-- What this task involves --
Restate each of the lines given below, word for word.

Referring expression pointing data
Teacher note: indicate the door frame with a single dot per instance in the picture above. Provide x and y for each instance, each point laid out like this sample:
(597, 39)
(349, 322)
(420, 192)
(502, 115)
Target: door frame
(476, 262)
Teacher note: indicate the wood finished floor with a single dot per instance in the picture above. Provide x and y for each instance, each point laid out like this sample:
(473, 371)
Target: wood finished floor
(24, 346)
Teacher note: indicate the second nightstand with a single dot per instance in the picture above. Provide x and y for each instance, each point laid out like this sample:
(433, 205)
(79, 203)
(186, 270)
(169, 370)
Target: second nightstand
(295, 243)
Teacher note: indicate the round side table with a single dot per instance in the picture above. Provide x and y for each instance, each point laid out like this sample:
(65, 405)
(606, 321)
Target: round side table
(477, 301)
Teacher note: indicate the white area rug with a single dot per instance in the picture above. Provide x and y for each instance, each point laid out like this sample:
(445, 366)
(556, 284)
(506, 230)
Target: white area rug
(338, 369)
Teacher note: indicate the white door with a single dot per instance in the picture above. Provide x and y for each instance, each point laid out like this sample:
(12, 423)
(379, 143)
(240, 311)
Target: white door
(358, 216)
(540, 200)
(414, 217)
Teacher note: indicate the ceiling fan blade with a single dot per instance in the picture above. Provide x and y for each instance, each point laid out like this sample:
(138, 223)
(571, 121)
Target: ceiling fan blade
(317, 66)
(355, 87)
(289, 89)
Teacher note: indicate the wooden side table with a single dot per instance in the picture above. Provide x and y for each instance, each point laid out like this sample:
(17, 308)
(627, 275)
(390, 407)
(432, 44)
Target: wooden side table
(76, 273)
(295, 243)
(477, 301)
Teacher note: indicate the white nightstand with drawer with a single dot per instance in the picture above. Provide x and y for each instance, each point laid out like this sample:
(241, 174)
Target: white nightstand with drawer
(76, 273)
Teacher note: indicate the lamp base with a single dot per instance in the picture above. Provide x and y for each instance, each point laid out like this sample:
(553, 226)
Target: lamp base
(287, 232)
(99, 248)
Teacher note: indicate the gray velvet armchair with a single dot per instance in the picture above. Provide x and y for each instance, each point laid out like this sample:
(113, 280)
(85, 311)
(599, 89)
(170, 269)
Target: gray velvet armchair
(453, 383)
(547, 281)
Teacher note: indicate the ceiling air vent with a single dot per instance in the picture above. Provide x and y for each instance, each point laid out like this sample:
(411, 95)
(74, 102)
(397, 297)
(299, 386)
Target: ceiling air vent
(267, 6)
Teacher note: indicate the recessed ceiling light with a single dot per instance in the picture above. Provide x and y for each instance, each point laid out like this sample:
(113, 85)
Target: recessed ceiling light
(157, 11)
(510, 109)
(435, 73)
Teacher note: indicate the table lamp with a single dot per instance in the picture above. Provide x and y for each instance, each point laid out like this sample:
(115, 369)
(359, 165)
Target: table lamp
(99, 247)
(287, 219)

-- Answer area --
Teacher note: indicate the door frame with a single dot per instance in the picture above. Provide x and y for each instance, each point laid out like this sample:
(597, 39)
(349, 322)
(420, 192)
(502, 115)
Target: door frame
(476, 262)
Teacher note: indicate the wood finished floor with a single dot per instance in the picture above. Provide x and y for each instance, each point laid out like this sample:
(473, 371)
Target: wood finished floor
(24, 346)
Teacher note: indicate the second nightstand with a single dot per instance in the picture above. Provide x and y for each instance, each point laid out like this sample:
(433, 205)
(79, 203)
(186, 270)
(169, 370)
Target: second nightstand
(295, 243)
Teacher note: indicate the round side table with a single dot per instance in the picture above. Provide x and y for each instance, each point laid out like this sample:
(65, 405)
(606, 321)
Target: round side table
(477, 301)
Teacher note: indicate the white area rug with a single dot per instance in the picture above. Provide x and y for each instance, each point laid out like this sample:
(445, 366)
(556, 284)
(506, 230)
Target: white area rug
(338, 369)
Teacher note: indicate the white door with a single dot per instance in the picture above. Provide x and y for each instance, each point laid out like this sample:
(12, 423)
(379, 143)
(240, 311)
Target: white door
(358, 216)
(540, 200)
(414, 217)
Teacher note: indicate the ceiling fan blade with a single dot per instance in the picture above. Provide x and y for each instance, each point laid out like this sample:
(138, 223)
(571, 121)
Target: ceiling fan blade
(317, 66)
(355, 87)
(289, 89)
Teacher note: indicate the wooden side table with a single dot per instance in the picture above. Provide x and y for each instance, each point laid out like this sample:
(17, 308)
(627, 275)
(390, 407)
(432, 44)
Target: wooden side table
(76, 273)
(295, 243)
(477, 301)
Teacher note: indicate the white nightstand with drawer with a single dot per instance in the picture above. Provide x and y for each instance, each point laid out like this sample:
(241, 174)
Target: white nightstand with drawer
(76, 273)
Teacher note: indicate the lamp base with a single dot per instance in the picture above. Provide x and y for each instance, each point laid out like this sample:
(553, 226)
Target: lamp base
(287, 232)
(99, 248)
Teacher note: indicate the gray velvet armchair with a single dot per instance in the picture above. Provide x and y for each instance, each point laid out like this sample:
(113, 280)
(85, 311)
(599, 89)
(170, 269)
Target: gray velvet armchair
(453, 383)
(547, 281)
Teacher note: indicate the ceiling air vent with a single dot per instance in the picture above. Provide x and y for each instance, each point laid out like this sample:
(411, 95)
(74, 102)
(397, 297)
(299, 386)
Target: ceiling air vent
(267, 6)
Teacher note: indicate the recessed ceiling light with a single dot per instance in the picture above. Provide x and y for each instance, each point laid out like this sample:
(113, 85)
Target: recessed ceiling light
(157, 11)
(510, 109)
(435, 73)
Teacher note: indicate the table lamp with a single dot per instance in the picture above. Provide x and y for each instance, each point laid out like this sample:
(115, 369)
(359, 165)
Target: table lamp
(99, 247)
(287, 219)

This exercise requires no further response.